REQUIRED WORK: Collect every line of the data below that contains the string "fill", and treat the match as case-sensitive.
## Start SUPPLIED RECORDS
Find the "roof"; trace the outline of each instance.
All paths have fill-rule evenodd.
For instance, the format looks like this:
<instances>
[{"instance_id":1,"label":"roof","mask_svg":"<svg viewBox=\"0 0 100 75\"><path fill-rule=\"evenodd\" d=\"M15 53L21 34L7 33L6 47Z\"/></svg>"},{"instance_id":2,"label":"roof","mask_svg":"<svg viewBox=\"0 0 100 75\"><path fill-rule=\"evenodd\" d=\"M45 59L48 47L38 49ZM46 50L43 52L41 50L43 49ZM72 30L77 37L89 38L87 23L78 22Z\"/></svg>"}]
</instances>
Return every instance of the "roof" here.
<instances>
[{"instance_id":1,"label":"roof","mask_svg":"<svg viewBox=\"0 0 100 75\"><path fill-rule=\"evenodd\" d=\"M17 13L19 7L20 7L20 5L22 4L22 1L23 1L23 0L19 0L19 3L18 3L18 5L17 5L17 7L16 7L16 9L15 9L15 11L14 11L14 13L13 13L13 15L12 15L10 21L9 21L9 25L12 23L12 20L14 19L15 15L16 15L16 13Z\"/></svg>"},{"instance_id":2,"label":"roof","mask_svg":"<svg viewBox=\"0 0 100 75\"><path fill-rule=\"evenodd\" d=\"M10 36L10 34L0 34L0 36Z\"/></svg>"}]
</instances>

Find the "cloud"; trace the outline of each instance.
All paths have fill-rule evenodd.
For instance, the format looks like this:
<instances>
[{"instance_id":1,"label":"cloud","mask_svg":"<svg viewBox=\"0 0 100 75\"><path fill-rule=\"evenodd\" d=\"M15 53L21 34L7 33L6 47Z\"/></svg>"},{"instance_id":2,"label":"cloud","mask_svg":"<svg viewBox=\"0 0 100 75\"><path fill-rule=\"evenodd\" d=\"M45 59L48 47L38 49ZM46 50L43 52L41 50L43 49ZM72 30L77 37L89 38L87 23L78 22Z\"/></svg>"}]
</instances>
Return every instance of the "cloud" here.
## End SUPPLIED RECORDS
RESULT OF THIS TASK:
All paths have fill-rule evenodd.
[{"instance_id":1,"label":"roof","mask_svg":"<svg viewBox=\"0 0 100 75\"><path fill-rule=\"evenodd\" d=\"M15 53L21 34L7 33L6 47Z\"/></svg>"},{"instance_id":2,"label":"roof","mask_svg":"<svg viewBox=\"0 0 100 75\"><path fill-rule=\"evenodd\" d=\"M45 59L48 47L38 49ZM46 50L43 52L41 50L43 49ZM72 30L77 37L89 38L87 23L78 22Z\"/></svg>"}]
[{"instance_id":1,"label":"roof","mask_svg":"<svg viewBox=\"0 0 100 75\"><path fill-rule=\"evenodd\" d=\"M17 13L19 7L20 7L20 5L22 4L22 1L23 1L23 0L19 0L19 3L18 3L18 5L17 5L17 7L16 7L16 9L15 9L15 11L14 11L14 13L13 13L13 15L12 15L10 21L9 21L9 25L12 23L12 20L14 19L15 15L16 15L16 13Z\"/></svg>"},{"instance_id":2,"label":"roof","mask_svg":"<svg viewBox=\"0 0 100 75\"><path fill-rule=\"evenodd\" d=\"M10 36L10 34L0 34L0 36Z\"/></svg>"}]
All paths have fill-rule evenodd.
[{"instance_id":1,"label":"cloud","mask_svg":"<svg viewBox=\"0 0 100 75\"><path fill-rule=\"evenodd\" d=\"M15 53L21 34L7 33L6 47Z\"/></svg>"},{"instance_id":2,"label":"cloud","mask_svg":"<svg viewBox=\"0 0 100 75\"><path fill-rule=\"evenodd\" d=\"M45 59L48 47L38 49ZM46 50L43 52L41 50L43 49ZM72 30L77 37L89 38L87 23L78 22Z\"/></svg>"}]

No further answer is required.